- Input for this task:

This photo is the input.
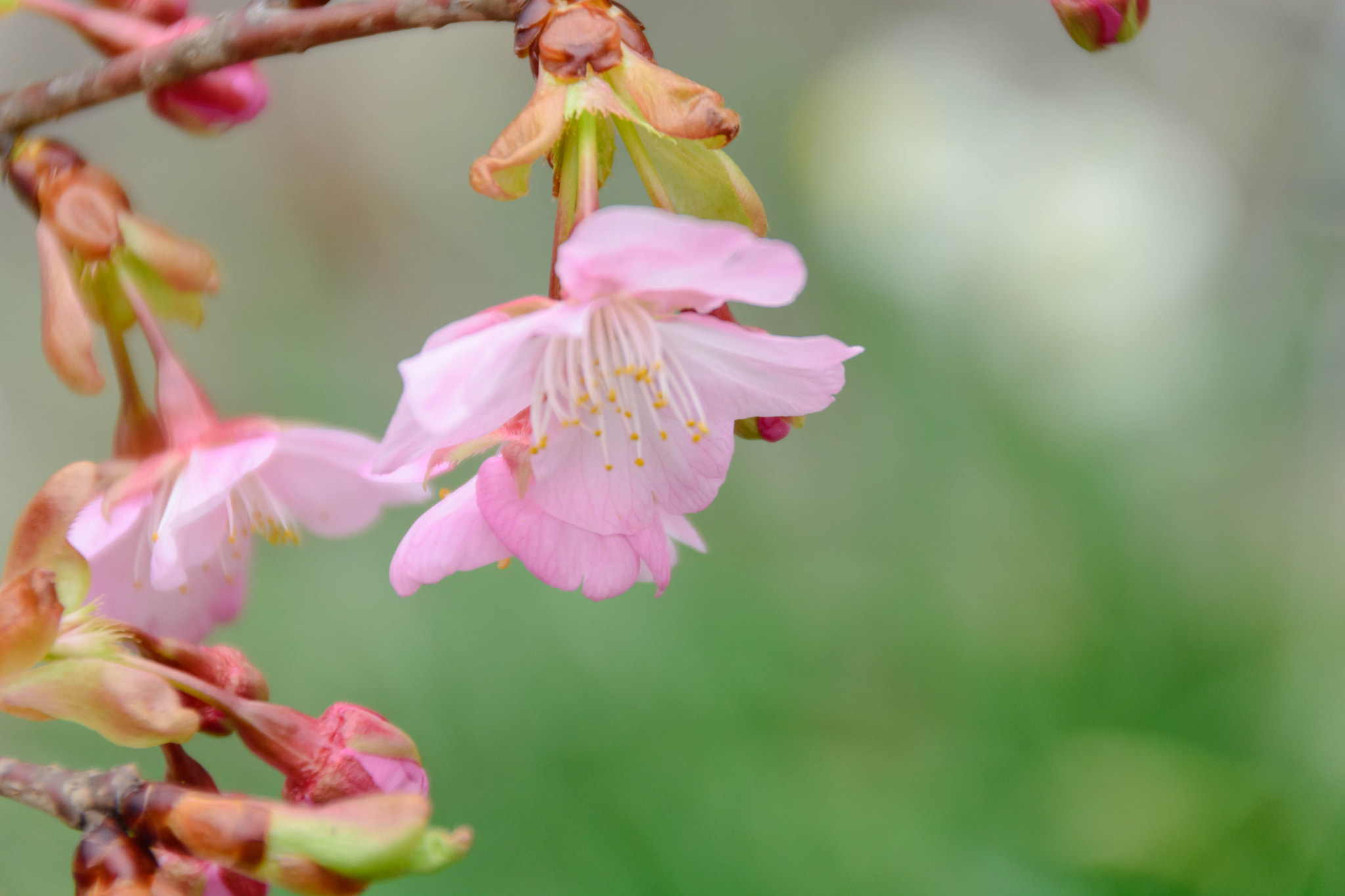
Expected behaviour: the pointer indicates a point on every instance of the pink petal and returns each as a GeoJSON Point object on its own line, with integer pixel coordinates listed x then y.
{"type": "Point", "coordinates": [681, 530]}
{"type": "Point", "coordinates": [318, 475]}
{"type": "Point", "coordinates": [214, 591]}
{"type": "Point", "coordinates": [178, 551]}
{"type": "Point", "coordinates": [395, 775]}
{"type": "Point", "coordinates": [474, 385]}
{"type": "Point", "coordinates": [676, 263]}
{"type": "Point", "coordinates": [450, 538]}
{"type": "Point", "coordinates": [678, 475]}
{"type": "Point", "coordinates": [562, 555]}
{"type": "Point", "coordinates": [744, 372]}
{"type": "Point", "coordinates": [210, 476]}
{"type": "Point", "coordinates": [655, 555]}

- The task:
Convert all of the records above into a JSON list of strings, with one string for each line and no blank lines. Leave the pictures out.

- Solution to the problem:
[
  "This photo is the input.",
  "Expected behaviour: the pointer indicates a point on every instance of the pink petal and returns each as a GeoJSON Point object on its own line, with integer pixel coordinates listed x then y.",
  "{\"type\": \"Point\", \"coordinates\": [681, 530]}",
  "{\"type\": \"Point\", \"coordinates\": [318, 475]}",
  "{\"type\": \"Point\", \"coordinates\": [214, 591]}",
  "{\"type\": \"Point\", \"coordinates\": [178, 551]}",
  "{\"type\": \"Point\", \"coordinates\": [395, 775]}",
  "{\"type\": \"Point\", \"coordinates\": [474, 385]}",
  "{\"type\": \"Point\", \"coordinates\": [676, 263]}",
  "{\"type\": \"Point\", \"coordinates\": [450, 538]}",
  "{\"type\": \"Point\", \"coordinates\": [678, 475]}",
  "{\"type\": \"Point\", \"coordinates\": [562, 555]}",
  "{\"type\": \"Point\", \"coordinates\": [744, 372]}",
  "{\"type\": \"Point\", \"coordinates\": [210, 476]}",
  "{\"type\": \"Point\", \"coordinates\": [655, 555]}"
]